++++ Page text

Tail Latency Probe (TLP)

A high-performance IPC latency measurement tool that measures round-trip latency between Java and C++ processes using shared memory.

The Tail Latency Probe measures the round-trip time (RTT) of messages sent from a Java process to a C++ process and back. The Java process sends timestamps through shared memory, the C++ process echoes them back, and the Java process calculates and visualizes the latency distribution in real-time.

Here are updated measurements with percentile data:

Architecture

LatencyVisualizer.java - Java GUI application that sends timestamps, receives echoes, and visualizes latency in real-time
SharedMemory.java - Java wrapper for lock-free shared memory operations using VarHandle
TailLatencyProbe.cpp - C++ backend that runs in a high-frequency loop, reading from Java and echoing back
TLPMonitor.cpp - Passive monitoring tool to observes buffer health and throughput statistics

Key Techniques

Shared Memory IPC

The system uses memory-mapped files (tlp_shm.bin) to enable zero-copy communication between processes:

File Size: 128KB (131,072 bytes)
Memory Layout:
- First 64 bytes: Atomic counters (head/tail pointers for both directions)
- Remaining space: Two lock-free ring buffers (Java to C++ and C++ to Java)

Lock-Free Ring Buffers

Both communication channels use lock-free ring buffers with atomic head/tail pointers:

Buffer Capacity: 4,096 entries (each entry is 8 bytes)

++++++++
++++ Data extract

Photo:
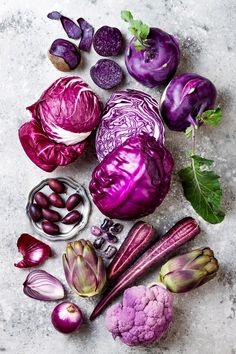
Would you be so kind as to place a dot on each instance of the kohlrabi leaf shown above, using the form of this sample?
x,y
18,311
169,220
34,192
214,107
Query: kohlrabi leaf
x,y
202,189
139,29
211,117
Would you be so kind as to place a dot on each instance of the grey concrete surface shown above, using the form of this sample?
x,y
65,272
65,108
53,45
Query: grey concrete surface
x,y
204,320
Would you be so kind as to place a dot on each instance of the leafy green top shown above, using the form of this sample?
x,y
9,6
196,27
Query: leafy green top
x,y
138,29
202,188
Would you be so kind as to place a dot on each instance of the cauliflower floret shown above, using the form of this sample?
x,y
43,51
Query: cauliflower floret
x,y
142,317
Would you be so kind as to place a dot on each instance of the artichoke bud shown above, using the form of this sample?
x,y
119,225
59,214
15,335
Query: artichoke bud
x,y
189,271
85,272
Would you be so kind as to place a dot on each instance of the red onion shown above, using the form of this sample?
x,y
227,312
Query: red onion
x,y
34,251
41,285
66,317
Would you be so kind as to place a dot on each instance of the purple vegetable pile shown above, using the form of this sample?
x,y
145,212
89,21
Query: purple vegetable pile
x,y
131,179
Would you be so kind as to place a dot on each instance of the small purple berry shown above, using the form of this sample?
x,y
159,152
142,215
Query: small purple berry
x,y
98,242
116,228
107,223
110,237
95,231
110,251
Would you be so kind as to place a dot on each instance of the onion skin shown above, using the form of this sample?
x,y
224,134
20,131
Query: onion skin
x,y
66,317
34,252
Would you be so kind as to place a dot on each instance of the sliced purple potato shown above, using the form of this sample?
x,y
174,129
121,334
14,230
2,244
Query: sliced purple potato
x,y
106,74
108,41
71,28
87,35
64,55
54,15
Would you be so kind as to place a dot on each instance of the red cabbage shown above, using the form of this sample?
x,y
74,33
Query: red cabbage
x,y
133,179
127,113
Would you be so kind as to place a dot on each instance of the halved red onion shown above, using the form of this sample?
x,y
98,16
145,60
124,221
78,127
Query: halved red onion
x,y
34,252
54,15
72,29
41,285
87,35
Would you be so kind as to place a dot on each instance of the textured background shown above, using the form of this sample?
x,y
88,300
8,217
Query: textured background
x,y
204,320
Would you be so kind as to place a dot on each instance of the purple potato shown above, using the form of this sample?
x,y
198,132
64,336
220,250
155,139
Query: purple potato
x,y
64,55
106,74
73,201
50,228
98,243
51,215
108,41
41,200
56,200
72,217
56,186
87,35
72,29
35,212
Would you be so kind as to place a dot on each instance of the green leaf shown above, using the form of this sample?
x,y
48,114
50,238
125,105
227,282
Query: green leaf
x,y
126,16
211,117
202,189
139,29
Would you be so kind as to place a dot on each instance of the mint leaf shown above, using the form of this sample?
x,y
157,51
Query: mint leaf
x,y
139,29
211,117
202,189
126,16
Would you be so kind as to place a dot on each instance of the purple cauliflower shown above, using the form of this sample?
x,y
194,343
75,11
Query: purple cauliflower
x,y
143,316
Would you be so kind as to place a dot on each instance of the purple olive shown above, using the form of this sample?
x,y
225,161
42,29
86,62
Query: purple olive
x,y
50,228
56,185
110,237
35,212
116,228
51,215
109,252
96,231
56,200
73,201
41,200
107,223
98,243
71,218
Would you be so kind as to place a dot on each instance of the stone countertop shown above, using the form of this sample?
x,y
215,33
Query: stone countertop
x,y
204,320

++++++++

Extend the Tail Latency Probe page above, picking up right after its final line about buffer capacity.

No Mutexes: All synchronization is done through atomic operations
Wait-Free Reads: Readers never block writers and vice versa

Memory Ordering Semantics

The implementation uses acquire/release memory ordering to ensure correct visibility without full memory barriers:

Acquire Semantics: When reading remote head/tail pointers, ensures all previous writes are visible
Release Semantics: When updating head/tail pointers, ensures all previous writes are visible to other threads/processes
Relaxed Semantics: Used for local counters where ordering isn't critical

Java Implementation:

Uses VarHandle with getAcquire() and setRelease() for fine-grained memory ordering control
Faster than synchronized blocks or volatile variables

C++ Implementation:

Uses std::atomic with memory_order_acquire and memory_order_release
Compiler generates appropriate CPU instructions automatically

Thread Affinity & Priority

The C++ process uses OS-level optimizations to minimize latency:

Thread Affinity: Pinned to a specific CPU core (default Core 0) to avoid context switching overhead
Real-Time Priority: Runs at REALTIME_PRIORITY_CLASS on Windows to reduce scheduling delays

Spin-Waiting

Both processes use spin-waiting instead of blocking:

Java: Uses Thread.onSpinWait() (JVM hint for CPU pause instruction)
C++: Uses YieldProcessor() (x86 PAUSE instruction)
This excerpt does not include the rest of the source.